TAREA ASIGNADA: Copia íntegro todo lo que va desde la línea que contiene "Is any purple" hasta la que contiene "470, 130, 566, 170", ambas incluidas. Multiplica por 0,85 únicamente las coordenadas de las respuestas y redondea cada resultado al entero más cercano, con las mitades hacia arriba.

Datos recopilados:
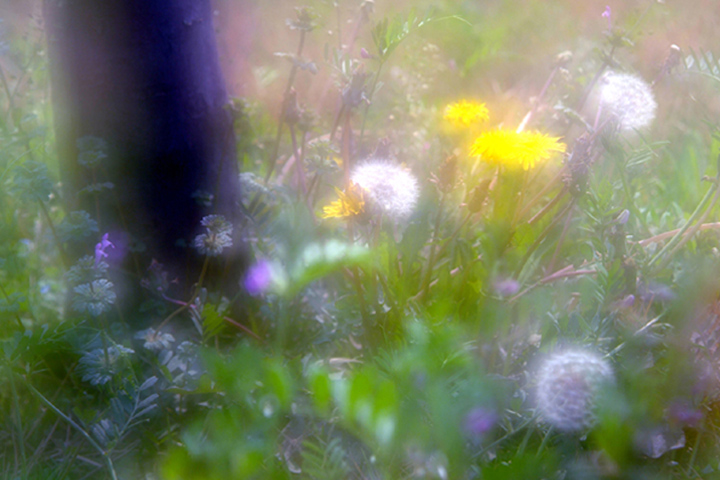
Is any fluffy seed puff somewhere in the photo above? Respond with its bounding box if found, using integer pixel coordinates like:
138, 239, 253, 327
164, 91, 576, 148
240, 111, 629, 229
600, 72, 657, 131
535, 349, 614, 432
350, 158, 420, 221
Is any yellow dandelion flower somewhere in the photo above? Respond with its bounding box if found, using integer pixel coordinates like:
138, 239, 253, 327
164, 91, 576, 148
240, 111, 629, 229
470, 130, 565, 170
444, 100, 490, 127
322, 183, 365, 218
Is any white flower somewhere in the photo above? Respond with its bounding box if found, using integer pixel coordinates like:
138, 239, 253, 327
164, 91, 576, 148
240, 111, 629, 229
350, 158, 420, 221
600, 72, 657, 131
536, 350, 614, 431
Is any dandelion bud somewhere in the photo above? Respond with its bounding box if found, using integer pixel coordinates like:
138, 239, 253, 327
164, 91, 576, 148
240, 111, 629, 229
350, 158, 420, 221
536, 350, 614, 432
193, 215, 232, 257
555, 50, 572, 66
468, 178, 490, 213
437, 155, 457, 193
600, 72, 657, 131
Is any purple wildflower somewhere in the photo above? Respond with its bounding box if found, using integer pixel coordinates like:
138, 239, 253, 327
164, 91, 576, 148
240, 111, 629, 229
465, 407, 497, 437
244, 260, 273, 296
493, 278, 520, 297
95, 233, 115, 266
602, 5, 612, 30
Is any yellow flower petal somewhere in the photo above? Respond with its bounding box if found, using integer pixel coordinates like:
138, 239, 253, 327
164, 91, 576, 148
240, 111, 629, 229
322, 183, 365, 218
444, 100, 490, 128
470, 130, 566, 170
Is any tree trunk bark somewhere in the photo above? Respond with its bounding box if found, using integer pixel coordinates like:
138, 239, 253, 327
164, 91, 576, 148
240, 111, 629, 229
44, 0, 240, 306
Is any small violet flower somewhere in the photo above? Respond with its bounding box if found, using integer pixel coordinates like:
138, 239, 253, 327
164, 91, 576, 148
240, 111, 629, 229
465, 407, 498, 437
493, 278, 520, 297
602, 5, 612, 30
95, 233, 115, 266
243, 260, 273, 296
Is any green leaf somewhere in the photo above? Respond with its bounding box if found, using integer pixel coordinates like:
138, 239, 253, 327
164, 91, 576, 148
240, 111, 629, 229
288, 240, 371, 297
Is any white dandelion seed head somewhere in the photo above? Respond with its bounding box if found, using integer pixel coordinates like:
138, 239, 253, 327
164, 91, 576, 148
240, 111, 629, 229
600, 72, 657, 131
535, 349, 614, 432
350, 158, 420, 221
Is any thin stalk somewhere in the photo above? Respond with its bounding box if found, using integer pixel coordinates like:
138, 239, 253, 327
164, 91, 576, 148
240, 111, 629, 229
648, 174, 720, 267
0, 283, 25, 332
473, 414, 539, 458
548, 201, 575, 271
38, 198, 70, 269
248, 30, 305, 213
535, 427, 552, 457
7, 365, 27, 478
418, 194, 445, 299
0, 65, 15, 128
514, 202, 574, 277
25, 384, 118, 480
687, 428, 704, 476
358, 61, 385, 144
290, 124, 314, 214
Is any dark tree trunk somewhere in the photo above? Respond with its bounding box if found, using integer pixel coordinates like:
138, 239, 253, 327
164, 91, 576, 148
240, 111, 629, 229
45, 0, 239, 306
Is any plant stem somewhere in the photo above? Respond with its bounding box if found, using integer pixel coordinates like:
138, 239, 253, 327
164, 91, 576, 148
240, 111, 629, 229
25, 382, 118, 480
418, 193, 445, 299
38, 198, 70, 269
358, 61, 385, 145
7, 365, 27, 478
473, 414, 539, 458
648, 172, 720, 267
0, 284, 25, 332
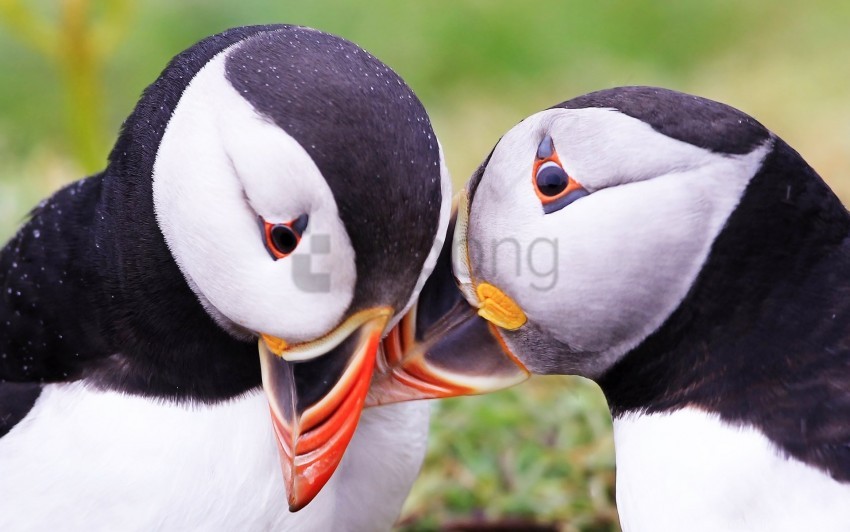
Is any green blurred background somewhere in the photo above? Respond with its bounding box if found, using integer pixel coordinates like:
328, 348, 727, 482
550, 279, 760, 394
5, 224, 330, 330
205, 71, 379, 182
0, 0, 850, 530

RESPUESTA:
Is any purple wildflower somewhere in the photo above? Respond with its bounding box if found, using integer pixel coordinates like:
138, 239, 253, 327
164, 91, 576, 148
240, 111, 629, 229
395, 346, 422, 371
207, 221, 232, 252
419, 236, 442, 252
81, 198, 98, 226
512, 4, 520, 26
Is any yellow flower petal somewhere in the photo above? Respond with its bounding box if found, using integer pixel coordinates like:
138, 239, 253, 327
164, 91, 576, 148
240, 111, 629, 229
274, 156, 310, 185
377, 85, 417, 109
400, 111, 481, 145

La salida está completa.